### Requirement
From the lines below, keep only those that contain the string "herb", and copy each one out.

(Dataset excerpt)
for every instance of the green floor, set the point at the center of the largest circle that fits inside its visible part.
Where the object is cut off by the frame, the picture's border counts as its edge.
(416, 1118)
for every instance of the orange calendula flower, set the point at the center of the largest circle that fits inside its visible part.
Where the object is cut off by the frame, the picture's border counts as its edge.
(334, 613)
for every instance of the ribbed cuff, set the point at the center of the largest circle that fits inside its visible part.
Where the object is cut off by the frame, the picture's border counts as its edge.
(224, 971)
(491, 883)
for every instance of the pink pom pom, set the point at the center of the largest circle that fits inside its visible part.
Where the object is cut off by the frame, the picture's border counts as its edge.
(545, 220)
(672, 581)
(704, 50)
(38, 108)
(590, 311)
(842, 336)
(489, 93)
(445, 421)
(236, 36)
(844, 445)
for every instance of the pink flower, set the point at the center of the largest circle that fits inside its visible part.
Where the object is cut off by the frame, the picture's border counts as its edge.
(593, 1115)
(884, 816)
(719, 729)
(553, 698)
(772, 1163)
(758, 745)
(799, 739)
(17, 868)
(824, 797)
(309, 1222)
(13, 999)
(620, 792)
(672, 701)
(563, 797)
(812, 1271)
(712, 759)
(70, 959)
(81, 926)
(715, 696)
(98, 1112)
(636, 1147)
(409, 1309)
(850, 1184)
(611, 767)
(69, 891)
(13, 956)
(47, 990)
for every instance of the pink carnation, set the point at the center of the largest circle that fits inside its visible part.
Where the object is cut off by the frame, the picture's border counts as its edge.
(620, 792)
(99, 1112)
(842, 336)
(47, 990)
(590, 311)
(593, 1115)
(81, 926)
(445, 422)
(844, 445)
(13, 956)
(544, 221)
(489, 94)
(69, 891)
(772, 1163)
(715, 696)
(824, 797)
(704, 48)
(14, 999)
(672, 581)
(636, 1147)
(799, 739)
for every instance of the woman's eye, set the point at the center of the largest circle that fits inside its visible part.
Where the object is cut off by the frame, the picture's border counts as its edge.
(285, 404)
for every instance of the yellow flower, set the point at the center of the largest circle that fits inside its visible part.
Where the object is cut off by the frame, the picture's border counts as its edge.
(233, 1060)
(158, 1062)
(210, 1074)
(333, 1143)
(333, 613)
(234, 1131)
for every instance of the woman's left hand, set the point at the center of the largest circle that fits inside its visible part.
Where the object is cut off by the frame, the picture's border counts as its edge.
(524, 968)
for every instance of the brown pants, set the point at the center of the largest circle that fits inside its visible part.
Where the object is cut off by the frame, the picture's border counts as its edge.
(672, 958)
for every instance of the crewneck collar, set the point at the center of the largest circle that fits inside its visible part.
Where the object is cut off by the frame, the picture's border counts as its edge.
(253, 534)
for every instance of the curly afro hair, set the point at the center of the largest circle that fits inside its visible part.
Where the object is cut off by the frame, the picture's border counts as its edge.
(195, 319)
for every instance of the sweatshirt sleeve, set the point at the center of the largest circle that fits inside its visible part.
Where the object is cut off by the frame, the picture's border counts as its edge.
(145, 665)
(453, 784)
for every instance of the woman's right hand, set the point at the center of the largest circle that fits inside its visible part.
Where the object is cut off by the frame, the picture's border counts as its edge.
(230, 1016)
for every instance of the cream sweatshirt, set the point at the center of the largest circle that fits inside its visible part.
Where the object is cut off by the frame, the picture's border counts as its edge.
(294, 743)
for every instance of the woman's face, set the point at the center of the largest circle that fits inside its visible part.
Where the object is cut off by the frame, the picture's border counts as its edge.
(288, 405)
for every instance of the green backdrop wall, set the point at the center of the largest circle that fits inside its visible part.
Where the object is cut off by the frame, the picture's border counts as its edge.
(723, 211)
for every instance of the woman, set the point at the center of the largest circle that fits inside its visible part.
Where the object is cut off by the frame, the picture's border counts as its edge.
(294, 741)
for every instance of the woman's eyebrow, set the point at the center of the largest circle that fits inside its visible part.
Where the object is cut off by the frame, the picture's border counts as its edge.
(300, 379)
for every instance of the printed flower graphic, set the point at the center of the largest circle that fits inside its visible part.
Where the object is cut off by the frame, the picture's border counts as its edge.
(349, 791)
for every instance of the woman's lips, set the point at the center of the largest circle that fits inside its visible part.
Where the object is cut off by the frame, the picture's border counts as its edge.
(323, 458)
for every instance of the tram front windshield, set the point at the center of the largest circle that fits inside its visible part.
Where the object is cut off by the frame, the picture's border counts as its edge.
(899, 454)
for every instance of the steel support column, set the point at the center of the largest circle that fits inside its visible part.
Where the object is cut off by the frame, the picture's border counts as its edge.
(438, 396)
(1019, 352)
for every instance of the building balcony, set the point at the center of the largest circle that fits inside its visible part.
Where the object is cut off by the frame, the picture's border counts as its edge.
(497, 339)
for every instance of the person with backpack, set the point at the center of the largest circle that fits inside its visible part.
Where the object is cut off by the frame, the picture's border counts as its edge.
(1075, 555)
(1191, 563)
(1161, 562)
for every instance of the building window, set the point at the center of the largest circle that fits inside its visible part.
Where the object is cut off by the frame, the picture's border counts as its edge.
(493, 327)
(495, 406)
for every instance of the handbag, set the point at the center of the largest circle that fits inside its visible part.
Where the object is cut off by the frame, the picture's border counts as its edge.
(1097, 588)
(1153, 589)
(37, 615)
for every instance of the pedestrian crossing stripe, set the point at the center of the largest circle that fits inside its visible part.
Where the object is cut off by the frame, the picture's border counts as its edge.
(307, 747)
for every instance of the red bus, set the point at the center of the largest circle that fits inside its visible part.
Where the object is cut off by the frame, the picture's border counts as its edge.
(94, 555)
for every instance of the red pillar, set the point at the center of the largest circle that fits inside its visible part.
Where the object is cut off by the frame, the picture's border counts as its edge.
* * *
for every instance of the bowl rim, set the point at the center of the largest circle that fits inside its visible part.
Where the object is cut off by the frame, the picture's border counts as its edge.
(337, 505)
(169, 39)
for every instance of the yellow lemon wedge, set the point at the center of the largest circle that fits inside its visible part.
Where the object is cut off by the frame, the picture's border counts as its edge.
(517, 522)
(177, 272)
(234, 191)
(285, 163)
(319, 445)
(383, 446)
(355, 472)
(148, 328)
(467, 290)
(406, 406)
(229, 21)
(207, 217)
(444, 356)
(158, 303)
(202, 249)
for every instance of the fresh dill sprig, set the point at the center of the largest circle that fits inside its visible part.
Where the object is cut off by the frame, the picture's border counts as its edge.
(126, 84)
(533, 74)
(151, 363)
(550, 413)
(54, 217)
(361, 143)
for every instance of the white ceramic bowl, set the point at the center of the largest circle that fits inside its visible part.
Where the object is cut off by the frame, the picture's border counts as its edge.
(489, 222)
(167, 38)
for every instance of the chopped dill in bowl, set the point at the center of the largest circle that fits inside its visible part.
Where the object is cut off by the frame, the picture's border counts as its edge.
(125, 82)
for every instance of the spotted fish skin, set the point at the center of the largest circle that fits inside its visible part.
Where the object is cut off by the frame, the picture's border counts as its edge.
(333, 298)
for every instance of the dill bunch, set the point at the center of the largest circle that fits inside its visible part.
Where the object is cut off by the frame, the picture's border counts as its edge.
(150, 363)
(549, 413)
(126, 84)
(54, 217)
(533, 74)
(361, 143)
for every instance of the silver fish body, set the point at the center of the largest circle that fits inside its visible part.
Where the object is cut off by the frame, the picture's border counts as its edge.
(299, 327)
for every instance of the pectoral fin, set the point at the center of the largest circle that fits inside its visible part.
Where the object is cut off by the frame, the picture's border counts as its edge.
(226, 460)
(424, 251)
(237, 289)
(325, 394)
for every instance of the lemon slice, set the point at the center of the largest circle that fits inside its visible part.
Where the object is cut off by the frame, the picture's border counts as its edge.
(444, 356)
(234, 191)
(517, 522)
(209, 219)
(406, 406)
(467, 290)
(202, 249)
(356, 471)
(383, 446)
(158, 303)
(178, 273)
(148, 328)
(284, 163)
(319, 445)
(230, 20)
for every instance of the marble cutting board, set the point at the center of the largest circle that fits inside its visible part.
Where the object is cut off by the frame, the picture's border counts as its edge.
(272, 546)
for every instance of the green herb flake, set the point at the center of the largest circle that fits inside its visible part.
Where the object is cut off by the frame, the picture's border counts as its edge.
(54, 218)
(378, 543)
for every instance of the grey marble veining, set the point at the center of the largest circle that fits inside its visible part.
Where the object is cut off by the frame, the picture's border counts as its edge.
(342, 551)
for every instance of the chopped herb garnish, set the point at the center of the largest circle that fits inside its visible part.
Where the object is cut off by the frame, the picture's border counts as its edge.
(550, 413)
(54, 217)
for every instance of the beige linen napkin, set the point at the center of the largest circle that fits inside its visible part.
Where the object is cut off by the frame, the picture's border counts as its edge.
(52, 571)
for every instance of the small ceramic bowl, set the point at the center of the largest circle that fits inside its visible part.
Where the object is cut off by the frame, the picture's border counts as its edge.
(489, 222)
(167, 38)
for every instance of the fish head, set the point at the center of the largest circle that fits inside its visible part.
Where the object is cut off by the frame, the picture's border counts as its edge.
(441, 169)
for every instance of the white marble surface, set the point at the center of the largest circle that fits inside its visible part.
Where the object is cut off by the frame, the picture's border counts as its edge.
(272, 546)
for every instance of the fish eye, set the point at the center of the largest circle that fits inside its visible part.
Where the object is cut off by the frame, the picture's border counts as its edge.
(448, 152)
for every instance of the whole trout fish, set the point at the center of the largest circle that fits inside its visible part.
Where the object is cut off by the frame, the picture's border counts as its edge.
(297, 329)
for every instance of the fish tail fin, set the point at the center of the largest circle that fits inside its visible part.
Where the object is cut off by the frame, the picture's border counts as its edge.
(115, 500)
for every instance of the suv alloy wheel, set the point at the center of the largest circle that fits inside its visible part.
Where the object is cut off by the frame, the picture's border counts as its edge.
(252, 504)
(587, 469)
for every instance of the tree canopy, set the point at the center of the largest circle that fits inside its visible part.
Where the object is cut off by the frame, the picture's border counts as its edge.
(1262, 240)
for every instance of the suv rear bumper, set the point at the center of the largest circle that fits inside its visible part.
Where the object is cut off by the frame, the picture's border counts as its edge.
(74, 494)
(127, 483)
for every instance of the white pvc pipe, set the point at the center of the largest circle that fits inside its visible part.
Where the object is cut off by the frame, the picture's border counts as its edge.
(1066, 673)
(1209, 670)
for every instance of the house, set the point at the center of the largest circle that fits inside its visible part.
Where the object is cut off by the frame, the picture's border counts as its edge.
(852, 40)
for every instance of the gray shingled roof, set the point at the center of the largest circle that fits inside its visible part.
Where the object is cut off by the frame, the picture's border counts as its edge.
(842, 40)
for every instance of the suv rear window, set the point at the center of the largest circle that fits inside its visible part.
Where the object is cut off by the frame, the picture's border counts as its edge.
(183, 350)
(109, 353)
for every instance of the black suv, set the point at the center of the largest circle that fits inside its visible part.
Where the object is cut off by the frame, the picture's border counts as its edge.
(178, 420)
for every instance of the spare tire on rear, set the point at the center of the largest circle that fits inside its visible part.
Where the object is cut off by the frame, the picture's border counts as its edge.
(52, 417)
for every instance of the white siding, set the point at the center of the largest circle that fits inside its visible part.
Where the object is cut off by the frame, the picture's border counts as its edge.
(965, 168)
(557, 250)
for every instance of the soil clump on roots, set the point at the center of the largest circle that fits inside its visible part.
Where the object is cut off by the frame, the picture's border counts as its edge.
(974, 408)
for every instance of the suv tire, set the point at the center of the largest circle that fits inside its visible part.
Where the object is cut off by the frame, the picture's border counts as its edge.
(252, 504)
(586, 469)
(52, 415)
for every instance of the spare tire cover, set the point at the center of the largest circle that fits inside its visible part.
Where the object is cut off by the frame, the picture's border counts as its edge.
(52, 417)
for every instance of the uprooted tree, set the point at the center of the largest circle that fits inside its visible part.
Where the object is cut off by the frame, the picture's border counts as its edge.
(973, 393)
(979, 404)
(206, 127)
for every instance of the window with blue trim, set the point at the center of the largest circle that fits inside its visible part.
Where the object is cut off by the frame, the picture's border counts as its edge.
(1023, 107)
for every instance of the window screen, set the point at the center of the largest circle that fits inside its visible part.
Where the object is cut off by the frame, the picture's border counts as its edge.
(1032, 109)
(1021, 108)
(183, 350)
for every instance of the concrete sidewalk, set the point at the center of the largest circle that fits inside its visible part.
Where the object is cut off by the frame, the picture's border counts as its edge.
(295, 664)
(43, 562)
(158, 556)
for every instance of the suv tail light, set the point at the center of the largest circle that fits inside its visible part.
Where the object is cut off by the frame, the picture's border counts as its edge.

### Response
for every instance of the green herb flake, set the point at the center of the largest circle that fits inside its visible part.
for every instance of the chopped herb garnish, set the point at the center of the largest circle that fits inside its visible part.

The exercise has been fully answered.